Dataset entries
·····

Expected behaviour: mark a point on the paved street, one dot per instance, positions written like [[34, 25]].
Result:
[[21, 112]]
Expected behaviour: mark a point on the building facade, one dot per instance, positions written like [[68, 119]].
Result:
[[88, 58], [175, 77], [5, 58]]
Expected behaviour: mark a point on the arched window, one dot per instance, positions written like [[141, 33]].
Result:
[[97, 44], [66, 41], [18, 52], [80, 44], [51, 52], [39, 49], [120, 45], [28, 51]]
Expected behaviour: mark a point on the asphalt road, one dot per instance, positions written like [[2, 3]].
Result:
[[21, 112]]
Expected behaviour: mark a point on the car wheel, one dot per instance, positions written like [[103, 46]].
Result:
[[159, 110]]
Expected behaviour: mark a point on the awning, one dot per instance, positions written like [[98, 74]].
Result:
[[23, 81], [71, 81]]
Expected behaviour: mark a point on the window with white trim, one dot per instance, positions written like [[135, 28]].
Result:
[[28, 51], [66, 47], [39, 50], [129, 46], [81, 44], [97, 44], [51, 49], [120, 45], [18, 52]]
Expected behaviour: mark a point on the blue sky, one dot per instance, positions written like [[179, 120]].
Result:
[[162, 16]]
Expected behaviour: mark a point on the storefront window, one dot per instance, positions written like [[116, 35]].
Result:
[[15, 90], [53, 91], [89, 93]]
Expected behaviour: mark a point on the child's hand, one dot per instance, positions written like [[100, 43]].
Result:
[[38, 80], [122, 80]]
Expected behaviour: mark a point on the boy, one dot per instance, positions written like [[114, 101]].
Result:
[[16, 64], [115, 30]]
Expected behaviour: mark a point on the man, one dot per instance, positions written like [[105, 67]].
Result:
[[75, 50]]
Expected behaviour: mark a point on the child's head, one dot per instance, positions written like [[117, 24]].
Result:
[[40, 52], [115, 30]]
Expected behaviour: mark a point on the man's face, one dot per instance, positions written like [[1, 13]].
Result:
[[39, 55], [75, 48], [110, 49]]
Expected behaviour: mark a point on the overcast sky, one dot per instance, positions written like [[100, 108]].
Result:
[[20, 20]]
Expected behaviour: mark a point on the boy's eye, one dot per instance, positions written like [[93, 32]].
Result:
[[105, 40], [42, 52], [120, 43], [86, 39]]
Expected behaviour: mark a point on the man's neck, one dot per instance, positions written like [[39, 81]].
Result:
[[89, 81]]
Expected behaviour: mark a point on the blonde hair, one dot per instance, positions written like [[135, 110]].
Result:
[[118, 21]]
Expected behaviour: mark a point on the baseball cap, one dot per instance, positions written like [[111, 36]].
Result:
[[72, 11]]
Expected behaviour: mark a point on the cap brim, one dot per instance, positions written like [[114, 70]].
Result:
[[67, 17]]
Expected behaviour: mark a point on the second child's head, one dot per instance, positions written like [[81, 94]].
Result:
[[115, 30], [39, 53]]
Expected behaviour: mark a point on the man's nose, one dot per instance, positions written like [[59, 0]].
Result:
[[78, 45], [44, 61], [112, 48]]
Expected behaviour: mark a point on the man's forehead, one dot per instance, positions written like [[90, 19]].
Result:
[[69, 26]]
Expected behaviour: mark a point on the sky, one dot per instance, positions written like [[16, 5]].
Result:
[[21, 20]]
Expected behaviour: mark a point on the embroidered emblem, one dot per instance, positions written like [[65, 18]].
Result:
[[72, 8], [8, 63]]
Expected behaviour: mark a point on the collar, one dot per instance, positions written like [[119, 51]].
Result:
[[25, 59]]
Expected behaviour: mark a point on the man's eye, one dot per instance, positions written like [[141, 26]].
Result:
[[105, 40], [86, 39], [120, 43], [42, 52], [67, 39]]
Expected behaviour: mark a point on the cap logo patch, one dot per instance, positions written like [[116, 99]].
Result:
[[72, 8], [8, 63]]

·····

May I have all of the records repeated exactly?

Expected behaviour: mark a point on the paved street, one dot per instance, positions written like [[34, 25]].
Result:
[[21, 112]]
Expected behaviour: mark a point on the building facade, one dot per instance, positions written like [[68, 119]].
Result:
[[88, 58], [175, 77], [5, 58]]
Expected behaviour: mark a point on the arched window, one dot per instance, positions written like [[141, 33]].
Result:
[[97, 44], [66, 41], [18, 52], [80, 44], [51, 52], [39, 49], [120, 45], [28, 51]]
Expected behaviour: mark a point on the asphalt road, one dot per instance, positions written like [[2, 3]].
Result:
[[21, 112]]
Expected behaviour: mark a point on the car wheel, one dot per instance, positions written like [[103, 46]].
Result:
[[159, 110]]
Expected behaviour: mark a point on the awning, one dot per instance, positions written like [[98, 74]].
Result:
[[23, 81], [71, 81]]
Expected behaviour: mark a point on the window with white trim, one dot per instance, positions written like [[135, 28]].
Result:
[[28, 51], [66, 47], [39, 50], [129, 46], [81, 44], [97, 44], [51, 49], [120, 45], [18, 52]]
Expected behaviour: mark a point on the blue sky, one dot per instance, positions written like [[179, 120]].
Result:
[[162, 16]]
Expected behaviour: mark a point on the storefront window, one dot per instance, positions written like [[116, 35]].
Result:
[[15, 90], [53, 91], [89, 93]]
Expected behaviour: mark a point on the child's hand, one dot per instance, positions written like [[100, 43]].
Result:
[[38, 80], [122, 80]]
Expected behaviour: mark a point on the boy, one dot per instance, positions written like [[114, 101]].
Result:
[[16, 64], [115, 30]]
Expected behaviour: mark a point on the man, one dot per instance, positions written like [[105, 67]].
Result:
[[75, 50]]
Expected behaviour: mark a point on the child's head, one dot per instance, positions written like [[117, 24]].
Result:
[[40, 52], [115, 30]]
Expected behaviour: mark a point on the man's face, one dot per instance, positions written like [[1, 13]].
Result:
[[39, 55], [75, 48], [110, 49]]
Expected behaviour: mark a point on the overcast sky, one dot per instance, positions written like [[100, 108]].
Result:
[[20, 20]]
Expected behaviour: mark a point on the boy's eye, one dot per instance, positions written like [[93, 32]].
Result:
[[105, 40], [42, 52], [120, 43], [86, 39]]
Expected behaviour: mark a point on the man's neck, one dot per instance, positions written like [[39, 81]].
Result:
[[89, 81]]
Expected behaviour: mark a point on the blonde hair, one dot per instance, positions written like [[135, 110]].
Result:
[[118, 21]]
Expected behaviour: mark a point on the baseball cap, one dot per instance, positions written like [[111, 36]].
Result:
[[72, 11]]
Expected behaviour: mark a point on the cap brim, one dot per instance, positions written like [[114, 70]].
Result:
[[67, 17]]
Expected behaviour: mark a point on the second child's head, one dot per instance, positions written like [[81, 94]].
Result:
[[115, 30], [39, 53]]
Expected behaviour: mark a point on the man's nose, one dot per instance, positions written like [[59, 0]].
Result:
[[78, 45], [44, 61], [112, 48]]
Expected behaviour: mark a point on the man's forehead, one dot per instance, positions written like [[90, 19]].
Result:
[[69, 26]]
Expected behaviour: mark a point on the sky, one dot per instance, positions written like [[16, 5]].
Result:
[[21, 20]]
Expected behaviour: mark a point on the embroidered emblem, one dot per instance, positions written like [[65, 18]].
Result:
[[72, 8], [8, 63]]
Expected behaviour: mark a point on the collar, one dot per instance, positions written like [[119, 51]].
Result:
[[25, 59]]
Expected behaviour: mark a point on the man's eye, one dot per instance, positions written like [[141, 26]].
Result:
[[105, 40], [86, 39], [120, 43], [42, 52], [67, 39]]
Expected behaviour: mark a point on the cap logo patch, one dot per instance, positions written like [[116, 99]].
Result:
[[72, 8], [8, 63]]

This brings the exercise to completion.